● Excerpted passage:
------------------------------------------------------------
The 12-seater shuttle hired inexpensively from Leabourn Passenger Service began operating in the early afternoon, but during the evening ran non-stop, in both directions—parties returning to their homes and vehicles early, in consideration of the younger and older members, and parties of locals taking advantage of transport down to the landing free of parking dramas, or having to brave walking the busy narrow gravel road rendered almost impassable at several points by some astonishingly thoughtless parking. One such vehicle, prominently sign-written to advertise its owner’s business, survived until dawn the next day with not so much as a scratch, despite wider vehicles including the shuttle being required to run two wheels into the ditch to avoid contact at every pass. It did, however, provide a universal taking point, and its owner possibly put her burning ears down to windburn. The shuttle generated much obvious goodwill, particularly within the immediate community, where it helped publicise the fact that the Mahurangi Regatta Prize-Giving Dance is for everybody, despite past unfriendly deportment of a faction unaware of, or unwilling to acknowledge, the more than a century of hospitality extended there to lovers of the Mahurangi Regatta whether of the country or city. The goodwill also materialised in the donation bucket slung in the shuttle doorway, to the extent that the service paid its own way—but not, of course, the volunteer drivers, one of who was a Ridge Road resident and oyster farmer. Walking home in the light of a full moon can have its charms, but the camaraderie of the bus, and the door-to-door service, particularly for those with armloads of picnic paraphernalia, made for a entirely civilised end to a perfect regatta day:

If you’ll run us down Young Street, I’ll give you $20—ah, I’ll give you $20 anyway!
------------------------------------------------------------
● Given material:
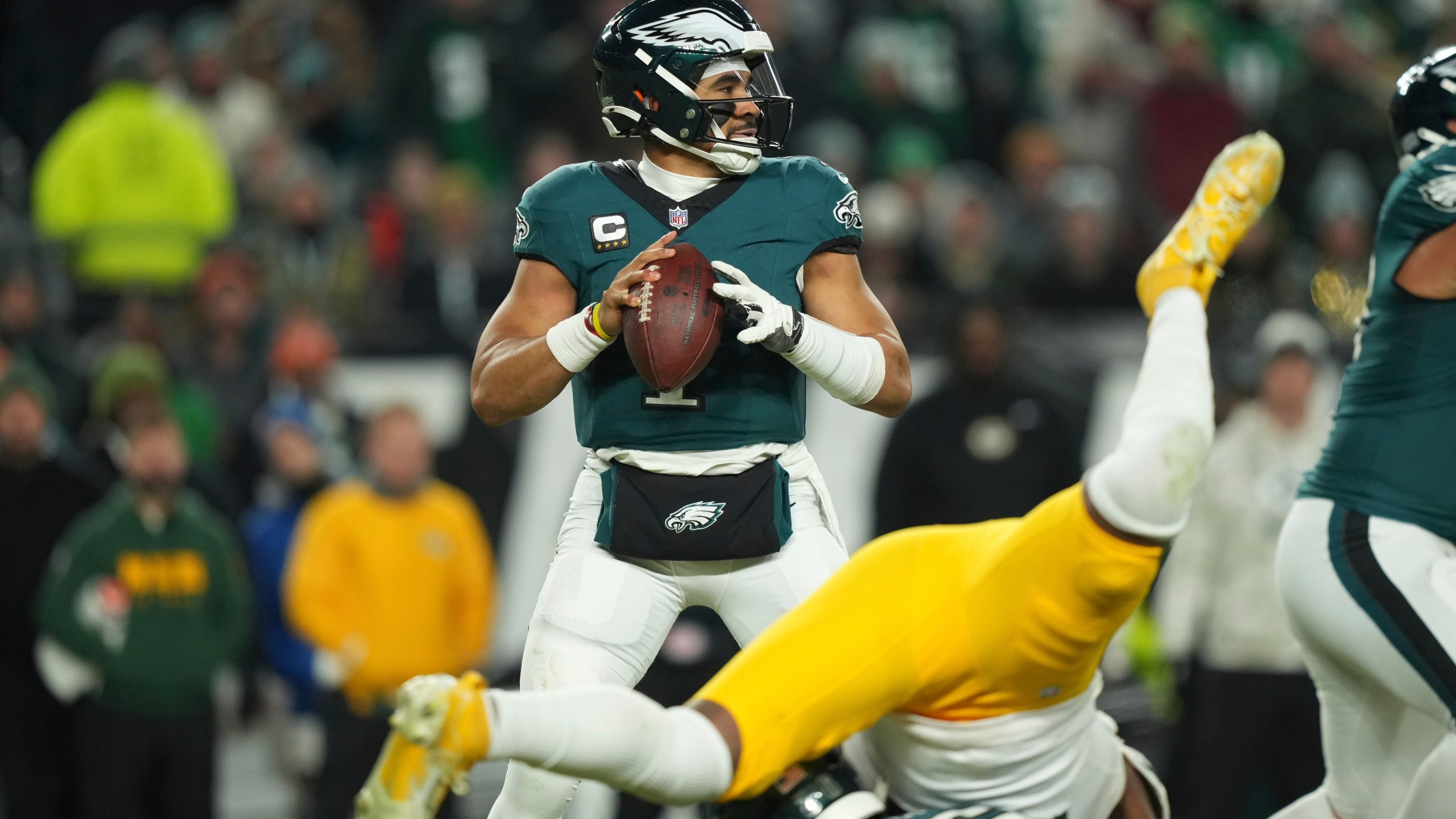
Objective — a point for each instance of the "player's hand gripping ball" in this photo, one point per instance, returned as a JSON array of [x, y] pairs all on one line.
------------------------------------------------------------
● Task brief: Please carry on the account of the Mahurangi Regatta dance shuttle from its closing quoted line. The material comes from a separate source unrelated to the passage about the regatta shuttle.

● Answer to this exercise:
While the Scotts Landing shuttle bus broke even, the remainder of the shoreside events did not. At Sullivans Bay, inexplicably, the usual bucket collection wasn’t carried out, despite the team being provided with brightly labelled buckets and attractive Mahurangi Action posters to give in return. All rather ironic given that grateful regatta-goers gave $495 in 2012, with no expectation of a free poster. Meantime, the much more costly event, the prize-giving dance at $8821 not including the thousands of dollars of donated goods and services, fell well short of covering costs. However, backing had earlier been offered by major fans of the event, a couple seen dancing lovingly together in the marquee on the evening. Their subsequent donation of $2000 has all but closed the funding gap. Also, nicely oiling the wheels of the willing was CharterLinks’ donation of the use of one of its Bavaria 30s for a weekend.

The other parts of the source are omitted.